*GIVEN INSTRUCTION*: Please gather every line of the listing below that contains the word "gray".

— Start of LISTING —

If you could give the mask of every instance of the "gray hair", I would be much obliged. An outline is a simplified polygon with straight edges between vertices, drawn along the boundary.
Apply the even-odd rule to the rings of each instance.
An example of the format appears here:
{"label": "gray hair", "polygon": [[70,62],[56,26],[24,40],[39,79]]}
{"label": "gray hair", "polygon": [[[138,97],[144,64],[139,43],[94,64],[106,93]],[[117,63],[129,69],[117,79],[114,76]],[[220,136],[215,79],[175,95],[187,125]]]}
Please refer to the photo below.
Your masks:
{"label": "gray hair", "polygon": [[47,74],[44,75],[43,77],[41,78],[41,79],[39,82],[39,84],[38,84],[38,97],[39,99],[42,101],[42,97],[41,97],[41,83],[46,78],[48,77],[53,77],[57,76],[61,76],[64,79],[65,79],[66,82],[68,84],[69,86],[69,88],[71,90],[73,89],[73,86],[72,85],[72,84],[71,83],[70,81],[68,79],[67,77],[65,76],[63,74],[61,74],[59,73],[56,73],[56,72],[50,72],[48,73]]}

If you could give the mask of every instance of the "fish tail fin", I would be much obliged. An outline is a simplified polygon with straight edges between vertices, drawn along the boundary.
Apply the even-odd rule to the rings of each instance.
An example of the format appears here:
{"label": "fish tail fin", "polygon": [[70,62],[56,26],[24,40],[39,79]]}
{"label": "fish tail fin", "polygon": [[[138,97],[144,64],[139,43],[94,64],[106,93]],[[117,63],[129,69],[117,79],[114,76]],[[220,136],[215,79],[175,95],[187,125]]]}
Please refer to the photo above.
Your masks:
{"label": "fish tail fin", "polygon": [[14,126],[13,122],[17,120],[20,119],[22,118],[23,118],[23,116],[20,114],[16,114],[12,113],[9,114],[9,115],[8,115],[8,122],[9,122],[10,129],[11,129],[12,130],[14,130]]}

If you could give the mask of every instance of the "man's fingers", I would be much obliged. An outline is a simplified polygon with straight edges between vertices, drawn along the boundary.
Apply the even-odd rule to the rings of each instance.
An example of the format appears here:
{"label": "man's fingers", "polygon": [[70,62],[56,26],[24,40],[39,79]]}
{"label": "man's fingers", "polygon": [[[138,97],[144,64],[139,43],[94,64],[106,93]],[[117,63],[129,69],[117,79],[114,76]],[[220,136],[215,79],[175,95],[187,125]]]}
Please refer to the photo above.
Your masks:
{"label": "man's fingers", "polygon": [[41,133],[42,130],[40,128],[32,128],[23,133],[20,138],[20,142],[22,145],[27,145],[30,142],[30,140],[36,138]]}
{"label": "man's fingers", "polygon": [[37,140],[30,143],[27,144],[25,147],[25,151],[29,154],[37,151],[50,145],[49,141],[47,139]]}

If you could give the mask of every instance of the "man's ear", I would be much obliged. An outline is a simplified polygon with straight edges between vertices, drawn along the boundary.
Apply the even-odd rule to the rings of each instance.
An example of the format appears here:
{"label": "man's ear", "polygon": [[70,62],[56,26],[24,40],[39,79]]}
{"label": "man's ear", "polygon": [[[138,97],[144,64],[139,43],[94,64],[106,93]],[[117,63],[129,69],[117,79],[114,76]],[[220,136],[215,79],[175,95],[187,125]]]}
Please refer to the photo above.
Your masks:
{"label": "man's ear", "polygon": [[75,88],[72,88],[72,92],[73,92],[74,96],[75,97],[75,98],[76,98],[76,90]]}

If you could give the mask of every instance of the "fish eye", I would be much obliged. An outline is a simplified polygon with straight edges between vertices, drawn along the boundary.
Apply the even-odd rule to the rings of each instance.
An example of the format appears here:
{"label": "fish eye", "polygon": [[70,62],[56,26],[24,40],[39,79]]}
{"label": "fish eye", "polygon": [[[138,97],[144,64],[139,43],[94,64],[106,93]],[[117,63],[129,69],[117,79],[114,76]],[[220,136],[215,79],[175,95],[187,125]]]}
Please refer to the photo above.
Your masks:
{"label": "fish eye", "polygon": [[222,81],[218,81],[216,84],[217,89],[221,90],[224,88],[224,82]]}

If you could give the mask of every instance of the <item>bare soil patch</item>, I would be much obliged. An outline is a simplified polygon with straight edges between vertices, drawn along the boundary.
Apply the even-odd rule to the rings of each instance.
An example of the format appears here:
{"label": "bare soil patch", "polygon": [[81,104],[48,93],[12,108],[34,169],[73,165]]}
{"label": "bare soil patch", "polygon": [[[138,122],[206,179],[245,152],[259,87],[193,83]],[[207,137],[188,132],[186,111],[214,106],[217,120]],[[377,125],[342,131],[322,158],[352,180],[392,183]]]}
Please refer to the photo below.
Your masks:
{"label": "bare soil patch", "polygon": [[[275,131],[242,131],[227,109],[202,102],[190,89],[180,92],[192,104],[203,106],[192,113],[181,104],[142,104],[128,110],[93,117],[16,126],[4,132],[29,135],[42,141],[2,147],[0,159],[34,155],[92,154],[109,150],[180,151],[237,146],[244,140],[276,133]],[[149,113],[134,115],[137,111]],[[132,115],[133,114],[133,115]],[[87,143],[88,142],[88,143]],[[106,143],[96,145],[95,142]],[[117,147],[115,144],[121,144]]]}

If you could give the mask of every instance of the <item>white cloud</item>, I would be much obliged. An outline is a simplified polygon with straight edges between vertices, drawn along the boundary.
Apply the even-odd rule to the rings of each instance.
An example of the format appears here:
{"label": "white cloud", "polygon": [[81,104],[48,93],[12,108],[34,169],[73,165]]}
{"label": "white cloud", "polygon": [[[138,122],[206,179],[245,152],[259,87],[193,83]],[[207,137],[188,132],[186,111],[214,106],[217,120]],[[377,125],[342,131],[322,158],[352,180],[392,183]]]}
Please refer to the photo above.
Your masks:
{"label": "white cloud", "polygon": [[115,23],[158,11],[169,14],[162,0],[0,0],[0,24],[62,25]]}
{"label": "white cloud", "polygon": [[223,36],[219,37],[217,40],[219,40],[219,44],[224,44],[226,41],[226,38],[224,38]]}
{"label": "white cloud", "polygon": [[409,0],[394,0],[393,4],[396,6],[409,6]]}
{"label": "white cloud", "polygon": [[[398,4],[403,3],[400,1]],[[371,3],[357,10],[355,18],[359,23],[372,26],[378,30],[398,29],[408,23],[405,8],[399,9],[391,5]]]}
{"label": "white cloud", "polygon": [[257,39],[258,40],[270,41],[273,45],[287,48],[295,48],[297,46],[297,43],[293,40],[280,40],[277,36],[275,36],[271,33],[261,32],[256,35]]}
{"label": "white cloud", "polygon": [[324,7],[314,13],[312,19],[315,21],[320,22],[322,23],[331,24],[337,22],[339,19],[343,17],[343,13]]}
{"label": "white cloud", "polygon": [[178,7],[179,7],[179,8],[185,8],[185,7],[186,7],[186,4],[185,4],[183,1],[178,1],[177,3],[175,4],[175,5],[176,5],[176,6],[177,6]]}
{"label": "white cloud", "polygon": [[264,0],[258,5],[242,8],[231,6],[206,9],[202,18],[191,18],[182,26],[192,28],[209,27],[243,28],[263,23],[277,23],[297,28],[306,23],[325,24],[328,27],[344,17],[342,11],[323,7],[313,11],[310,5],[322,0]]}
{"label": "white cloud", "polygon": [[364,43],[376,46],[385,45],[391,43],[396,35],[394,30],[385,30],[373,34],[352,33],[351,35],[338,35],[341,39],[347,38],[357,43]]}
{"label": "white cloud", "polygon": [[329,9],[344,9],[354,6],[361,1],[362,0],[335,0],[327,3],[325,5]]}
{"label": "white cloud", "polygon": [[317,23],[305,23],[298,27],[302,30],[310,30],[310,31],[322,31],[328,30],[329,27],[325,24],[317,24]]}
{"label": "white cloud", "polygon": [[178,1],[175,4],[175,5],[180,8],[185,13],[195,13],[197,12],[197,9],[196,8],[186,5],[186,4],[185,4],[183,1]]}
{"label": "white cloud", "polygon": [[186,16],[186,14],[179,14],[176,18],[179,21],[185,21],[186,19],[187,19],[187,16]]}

— End of LISTING —

*FULL SOLUTION*:
If you could give the mask of every instance of the "gray hair", I would be much obliged. An outline is a simplified polygon with straight edges between vertices, drawn along the boundary.
{"label": "gray hair", "polygon": [[70,62],[56,26],[24,40],[39,79]]}
{"label": "gray hair", "polygon": [[[138,97],[144,64],[139,43],[94,64],[106,93]],[[117,63],[129,69],[117,79],[114,76]],[[220,136],[215,79],[175,95],[187,125]]]}
{"label": "gray hair", "polygon": [[47,74],[44,75],[43,77],[41,78],[41,79],[39,82],[39,84],[38,84],[38,97],[39,99],[42,101],[42,97],[41,97],[41,83],[46,78],[48,77],[53,77],[57,76],[61,76],[64,79],[65,79],[66,82],[68,84],[69,86],[69,88],[71,90],[73,89],[73,86],[72,85],[72,84],[71,83],[70,81],[68,79],[67,77],[65,76],[63,74],[61,74],[59,73],[56,73],[56,72],[50,72],[48,73]]}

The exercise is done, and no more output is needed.